* **Tarefa**:
Escreva a continuação do texto sobre os serviços on-line do Sudão durante a guerra, começando logo após a última frase.

* **Trecho do texto**:
-- -- --
Ademais, os serviços do sistema bancário eletrônico (EBS), uma empresa governamental responsável por serviços bancários eletrônicos no Sudão, pararam de funcionar por mais de cinco meses uma vez que os centros de processamento de dados estão em áreas de conflito, tornando inacessível para os funcionários fazerem a manutenção necessária para que o sistema continue funcionando. Segundo a Agência de Notícias do Sudão (SUNA), os dados de algumas instituições foram restaurados. O Banco Central do Sudão  anunciou a restauração dos serviços do EBS em junho; entretanto, o serviço está indisponível atualmente.

O capítulo sudanês da organização Internet Society  informou que apenas 12%  dos sites e serviços de domínio nacionais de nível superior do Sudão (ccTLD) -.sd- estavam funcionando em 16 de junho. 

Apesar disso, várias instituições anunciaram novas plataformas on-line que lhes permitirão retomar o trabalho. A polícia sudanesa ofereceu um site para receber denúncias de roubo, violência sexual e outros crimes ocorridos durante a guerra. Além disso, o Conselho Médico Sudanês, que é a autoridade nacional responsável pelo registro e licenciamento de médicos, anunciou uma nova plataforma on-line para oferecer seus serviços. Ademais, a plataforma de informação do governo criou um novo site no lugar do antigo para manter seus seguidores informados. No entanto, esses novos sites não estão associados ao ccTLD do Sudão, o que é contrário aos padrões governamentais internacionais.
-- -- --
* **Linhas selecionadas**:
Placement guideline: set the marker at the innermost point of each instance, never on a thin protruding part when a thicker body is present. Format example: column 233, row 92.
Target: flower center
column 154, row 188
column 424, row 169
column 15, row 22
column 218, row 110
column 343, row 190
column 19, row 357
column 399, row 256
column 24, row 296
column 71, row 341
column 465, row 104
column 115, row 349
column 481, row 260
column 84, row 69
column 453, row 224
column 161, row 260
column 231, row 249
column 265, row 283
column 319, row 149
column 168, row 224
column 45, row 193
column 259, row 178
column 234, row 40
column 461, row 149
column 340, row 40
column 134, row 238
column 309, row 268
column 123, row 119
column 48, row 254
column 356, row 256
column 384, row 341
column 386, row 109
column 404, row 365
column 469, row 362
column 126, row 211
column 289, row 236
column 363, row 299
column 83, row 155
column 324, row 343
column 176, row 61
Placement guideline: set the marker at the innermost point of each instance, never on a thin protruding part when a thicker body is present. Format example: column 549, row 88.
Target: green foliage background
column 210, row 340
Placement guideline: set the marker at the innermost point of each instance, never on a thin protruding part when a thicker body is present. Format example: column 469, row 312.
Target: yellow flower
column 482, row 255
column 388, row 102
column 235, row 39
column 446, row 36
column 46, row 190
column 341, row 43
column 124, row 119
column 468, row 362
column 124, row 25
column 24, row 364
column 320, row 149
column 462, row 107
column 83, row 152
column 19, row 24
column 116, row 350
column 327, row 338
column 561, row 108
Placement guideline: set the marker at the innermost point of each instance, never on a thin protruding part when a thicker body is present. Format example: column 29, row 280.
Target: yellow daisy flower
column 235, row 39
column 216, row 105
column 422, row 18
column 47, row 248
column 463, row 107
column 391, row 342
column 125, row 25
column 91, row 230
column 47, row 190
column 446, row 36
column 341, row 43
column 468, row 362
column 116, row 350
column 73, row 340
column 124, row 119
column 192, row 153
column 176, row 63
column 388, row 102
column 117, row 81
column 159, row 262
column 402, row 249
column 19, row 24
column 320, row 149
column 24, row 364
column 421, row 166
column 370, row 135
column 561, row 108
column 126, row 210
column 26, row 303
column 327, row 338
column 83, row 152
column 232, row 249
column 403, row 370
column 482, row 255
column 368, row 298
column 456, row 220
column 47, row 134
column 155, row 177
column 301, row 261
-- -- --
* **Resposta**:
Em junho, o Ministério de Educação Superior orientou as instituições superiores, faculdades e universidades a retomarem o processo educacional on-line. Consequentemente, a Future University e a Bayan University instruíram seus alunos sobre como ingressar em salas de aula on-line.

Localização

O Sudão não tem nenhuma lei que imponha a localização de dados, mas a Global Voices entrevistou um antigo funcionário de alto escalão do Banco Central do Sudão, que confirmou que o Banco Central e outras instituições governamentais estão trabalhando sob uma política de localização de dados não declarada.

Entretanto, uma pesquisa no Sistema de Nomes de Domínio (DNS) revelou que vários sites estavam hospedados fora do Sudão, em contraste com a suposta política de localização. O próprio site do Banco Central não funcionava em 5 de agosto de 2023 e usava um subdomínio registrado em um ccTLD da Jordânia e hospedado na França. Além do mais, os sites da Autoridade de Regulação Postal e Telecomunicações (TPRA) e do Ministério da Justiça foram hospedados nos Países Baixos e na Alemanha, respectivamente. Acrescenta-se ainda, o site da presidência, hospedado nos Estados Unidos.

Proteção de dados

O Sudão não tem uma lei voltada para a proteção de dados; porém, o artigo (20-1) do regulamento  para a organização dos sistemas de pagamento de 2013 observou que os provedores de serviços de pagamento deveriam reter e proteger os dados dos usuários. A incapacidade do EBS de prestar serviços de compensação bancária eletrônica abriu caminho para o surgimento de um mercado não regulamentado, permitindo transaçõs entre clientes bancários sem a supervisão das autoridades administrativas.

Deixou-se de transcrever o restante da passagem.